• **Job**: State how many lines of the data below contain the word "vanity". Give only the number.

★ ★ ★ ★

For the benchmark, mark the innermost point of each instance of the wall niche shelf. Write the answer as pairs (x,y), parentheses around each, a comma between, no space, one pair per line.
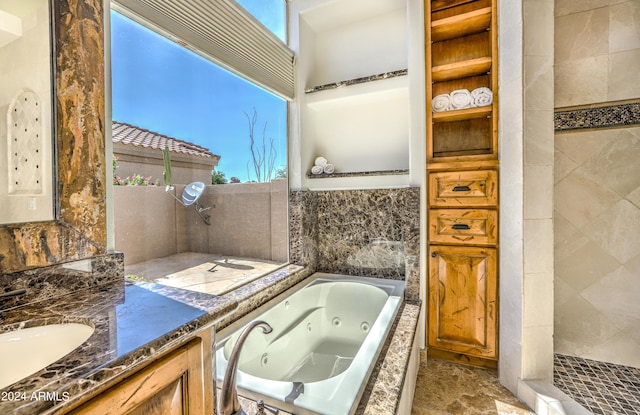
(356,81)
(460,115)
(399,172)
(349,94)
(461,25)
(464,69)
(353,89)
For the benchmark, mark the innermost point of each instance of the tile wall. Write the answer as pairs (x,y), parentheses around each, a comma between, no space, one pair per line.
(597,180)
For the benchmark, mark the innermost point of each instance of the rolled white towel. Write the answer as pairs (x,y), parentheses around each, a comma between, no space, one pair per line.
(482,96)
(328,168)
(441,103)
(320,161)
(460,99)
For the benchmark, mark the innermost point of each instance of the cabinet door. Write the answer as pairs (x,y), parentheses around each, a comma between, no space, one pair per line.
(462,300)
(174,386)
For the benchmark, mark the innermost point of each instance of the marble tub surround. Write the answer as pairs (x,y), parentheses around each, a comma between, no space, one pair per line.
(303,228)
(258,292)
(46,283)
(372,232)
(383,391)
(134,324)
(355,81)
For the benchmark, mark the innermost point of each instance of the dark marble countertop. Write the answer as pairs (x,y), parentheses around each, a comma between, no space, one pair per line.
(133,324)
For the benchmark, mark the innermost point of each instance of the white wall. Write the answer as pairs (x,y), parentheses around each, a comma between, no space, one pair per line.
(24,65)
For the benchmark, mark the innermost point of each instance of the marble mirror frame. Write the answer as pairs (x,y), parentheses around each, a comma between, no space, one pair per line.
(79,230)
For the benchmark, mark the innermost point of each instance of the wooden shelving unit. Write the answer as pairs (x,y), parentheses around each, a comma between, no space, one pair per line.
(462,169)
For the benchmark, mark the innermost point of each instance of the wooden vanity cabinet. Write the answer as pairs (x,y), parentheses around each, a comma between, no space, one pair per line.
(179,383)
(462,180)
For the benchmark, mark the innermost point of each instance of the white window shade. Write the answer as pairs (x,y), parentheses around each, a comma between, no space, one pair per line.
(224,32)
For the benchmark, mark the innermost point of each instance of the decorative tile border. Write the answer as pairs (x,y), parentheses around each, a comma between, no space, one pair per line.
(601,387)
(598,117)
(378,77)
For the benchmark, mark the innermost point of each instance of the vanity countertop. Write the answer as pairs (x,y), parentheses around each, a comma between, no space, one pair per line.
(133,324)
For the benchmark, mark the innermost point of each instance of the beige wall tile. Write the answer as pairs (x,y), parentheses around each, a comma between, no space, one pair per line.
(538,256)
(564,7)
(538,194)
(579,146)
(537,347)
(538,148)
(538,307)
(582,35)
(624,26)
(581,81)
(615,231)
(583,263)
(616,296)
(538,42)
(580,327)
(581,200)
(538,83)
(616,164)
(624,76)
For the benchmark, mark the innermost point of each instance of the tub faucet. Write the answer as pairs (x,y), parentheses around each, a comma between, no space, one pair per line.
(229,404)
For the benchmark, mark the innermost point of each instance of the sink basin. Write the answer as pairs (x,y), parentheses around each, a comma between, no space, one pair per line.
(26,351)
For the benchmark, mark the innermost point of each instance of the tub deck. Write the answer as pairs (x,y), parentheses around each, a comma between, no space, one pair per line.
(207,273)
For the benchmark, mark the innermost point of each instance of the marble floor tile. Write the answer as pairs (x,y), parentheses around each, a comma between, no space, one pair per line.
(446,388)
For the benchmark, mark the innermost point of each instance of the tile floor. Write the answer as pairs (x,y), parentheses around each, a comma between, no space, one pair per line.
(602,388)
(446,388)
(208,273)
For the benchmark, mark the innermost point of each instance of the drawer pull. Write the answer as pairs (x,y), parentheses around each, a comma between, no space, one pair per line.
(460,227)
(461,189)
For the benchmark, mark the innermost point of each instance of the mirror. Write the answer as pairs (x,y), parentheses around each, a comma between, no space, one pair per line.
(26,121)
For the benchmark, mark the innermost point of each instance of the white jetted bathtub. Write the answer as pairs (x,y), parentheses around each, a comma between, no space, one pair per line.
(327,334)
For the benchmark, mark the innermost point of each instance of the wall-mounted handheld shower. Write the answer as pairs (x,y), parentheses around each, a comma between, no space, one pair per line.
(191,192)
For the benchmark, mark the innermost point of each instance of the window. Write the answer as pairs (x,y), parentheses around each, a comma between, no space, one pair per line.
(271,13)
(220,128)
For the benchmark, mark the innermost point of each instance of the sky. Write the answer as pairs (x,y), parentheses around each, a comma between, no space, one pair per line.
(162,87)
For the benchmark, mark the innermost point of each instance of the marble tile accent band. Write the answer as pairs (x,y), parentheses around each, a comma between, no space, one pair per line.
(605,116)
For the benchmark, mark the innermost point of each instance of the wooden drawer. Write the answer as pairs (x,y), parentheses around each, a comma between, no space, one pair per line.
(463,226)
(463,188)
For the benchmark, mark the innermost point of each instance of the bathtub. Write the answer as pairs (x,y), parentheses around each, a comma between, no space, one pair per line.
(327,334)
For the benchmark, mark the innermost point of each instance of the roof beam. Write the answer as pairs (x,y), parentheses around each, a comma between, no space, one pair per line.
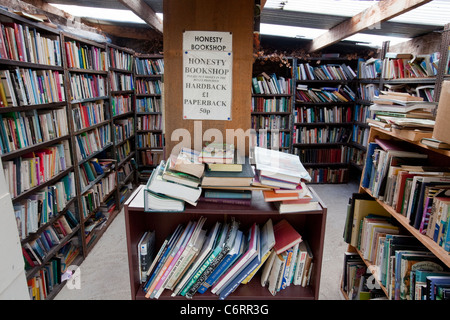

★ ★ ★ ★

• **Solution to this task**: 2